#### Information given:

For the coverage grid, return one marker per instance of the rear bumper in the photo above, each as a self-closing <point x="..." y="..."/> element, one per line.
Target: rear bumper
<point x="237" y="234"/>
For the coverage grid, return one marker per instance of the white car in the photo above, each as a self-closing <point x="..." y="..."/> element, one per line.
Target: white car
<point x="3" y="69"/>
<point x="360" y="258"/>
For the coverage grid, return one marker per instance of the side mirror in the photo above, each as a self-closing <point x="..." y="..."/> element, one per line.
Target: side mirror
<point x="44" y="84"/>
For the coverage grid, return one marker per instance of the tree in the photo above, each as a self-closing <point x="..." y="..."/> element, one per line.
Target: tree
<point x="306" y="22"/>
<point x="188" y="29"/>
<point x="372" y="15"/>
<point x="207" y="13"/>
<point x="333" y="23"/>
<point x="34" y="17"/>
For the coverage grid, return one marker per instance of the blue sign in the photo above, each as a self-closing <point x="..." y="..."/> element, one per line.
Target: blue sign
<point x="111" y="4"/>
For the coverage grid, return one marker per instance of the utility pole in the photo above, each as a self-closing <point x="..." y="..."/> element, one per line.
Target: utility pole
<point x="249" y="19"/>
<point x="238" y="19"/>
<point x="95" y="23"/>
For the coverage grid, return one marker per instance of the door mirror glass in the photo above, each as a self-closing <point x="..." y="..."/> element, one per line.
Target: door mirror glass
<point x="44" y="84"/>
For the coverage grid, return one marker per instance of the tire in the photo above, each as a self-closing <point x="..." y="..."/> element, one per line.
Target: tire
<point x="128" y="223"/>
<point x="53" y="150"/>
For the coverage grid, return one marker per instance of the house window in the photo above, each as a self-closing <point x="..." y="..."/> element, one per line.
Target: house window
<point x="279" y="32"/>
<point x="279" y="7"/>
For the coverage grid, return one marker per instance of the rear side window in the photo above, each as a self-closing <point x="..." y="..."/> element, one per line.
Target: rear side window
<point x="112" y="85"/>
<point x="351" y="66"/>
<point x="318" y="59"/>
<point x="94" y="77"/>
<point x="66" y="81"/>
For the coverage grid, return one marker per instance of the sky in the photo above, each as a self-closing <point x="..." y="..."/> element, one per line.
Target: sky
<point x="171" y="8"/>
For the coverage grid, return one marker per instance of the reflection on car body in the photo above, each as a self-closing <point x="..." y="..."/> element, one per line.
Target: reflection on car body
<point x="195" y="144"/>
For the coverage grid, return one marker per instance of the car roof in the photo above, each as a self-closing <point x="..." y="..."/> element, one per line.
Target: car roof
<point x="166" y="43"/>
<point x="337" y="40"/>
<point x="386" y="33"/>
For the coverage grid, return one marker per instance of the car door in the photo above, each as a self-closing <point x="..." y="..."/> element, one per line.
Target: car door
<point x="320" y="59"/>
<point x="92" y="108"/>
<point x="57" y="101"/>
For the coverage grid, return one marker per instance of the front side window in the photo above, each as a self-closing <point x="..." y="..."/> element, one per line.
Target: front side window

#### Required work:
Reproduce all of the records above, line by line, without changing a character.

#### Correct response:
For the coverage grid, return one marker per instance of the rear bumper in the photo above, each as a self-closing <point x="..." y="..."/> element, one per line.
Target: rear bumper
<point x="237" y="234"/>
For the coverage grid, return one marker per instance of the white car in the photo above, each as a self-closing <point x="..." y="..."/> element, one per line.
Target: white car
<point x="3" y="69"/>
<point x="360" y="258"/>
For the coverage grid, return one marker per instance of the side mirror in the photo above, each as a self-closing <point x="..." y="..."/> element, one per line.
Target: side mirror
<point x="44" y="84"/>
For the coverage grid, return one marker per instance of the tree in the photo above, each as a self-closing <point x="..." y="..."/> element, one per line.
Target: tree
<point x="306" y="22"/>
<point x="188" y="29"/>
<point x="372" y="15"/>
<point x="207" y="13"/>
<point x="333" y="23"/>
<point x="34" y="17"/>
For the coverage grid, return one marker per instance of the blue sign in the photo above, each as a self-closing <point x="..." y="..."/> element, one per line.
Target: blue sign
<point x="111" y="4"/>
For the coverage grid, return one marker per instance of the utility pole in the photo above, each as a self-closing <point x="..." y="..."/> element, one per line.
Target: utility pole
<point x="249" y="19"/>
<point x="238" y="19"/>
<point x="95" y="23"/>
For the coverage grid, return one marker per instance of the door mirror glass in the photo above, each as a self-closing <point x="..." y="..."/> element, one per line.
Target: door mirror glass
<point x="44" y="84"/>
For the coverage grid, return one marker per instance of the tire in the photo above, each as a self-closing <point x="..." y="..."/> element, one per line.
Target: tire
<point x="128" y="223"/>
<point x="53" y="150"/>
For the coverage grid, return one marker per instance of the house window in the photo above, each as a self-closing <point x="..." y="..."/> element, one per line.
Target: house window
<point x="279" y="32"/>
<point x="279" y="7"/>
For the coverage grid, return one marker per instance of the rear side window in the photo above, each as a self-closing <point x="..." y="..."/> element, one per line.
Target: rear side window
<point x="112" y="85"/>
<point x="351" y="66"/>
<point x="318" y="59"/>
<point x="94" y="77"/>
<point x="66" y="81"/>
For the coverage grid, return one marker per instance of the sky in the photo above, each as a self-closing <point x="..." y="..."/> element, one per line.
Target: sky
<point x="171" y="8"/>
For the coverage grid, return one marker per instance of the reflection on car body in the photo above, each as a self-closing <point x="..." y="..."/> element, one per line.
Target: reflection on car body
<point x="195" y="144"/>
For the coverage grid, return one marker per instance of the car roof in the photo above, each as a self-closing <point x="..." y="..."/> element, one per line.
Target: car roof
<point x="166" y="43"/>
<point x="337" y="40"/>
<point x="386" y="33"/>
For the coverage grid, return one marker per instance of the car door in the photo above, each as a self-closing <point x="..." y="..."/> element, one per line.
Target: car door
<point x="320" y="59"/>
<point x="92" y="108"/>
<point x="57" y="101"/>
For the coverage grid, return one marker per instance of the front side window in the photo above, each as a self-closing <point x="..." y="..."/> element, one per line.
Target: front side window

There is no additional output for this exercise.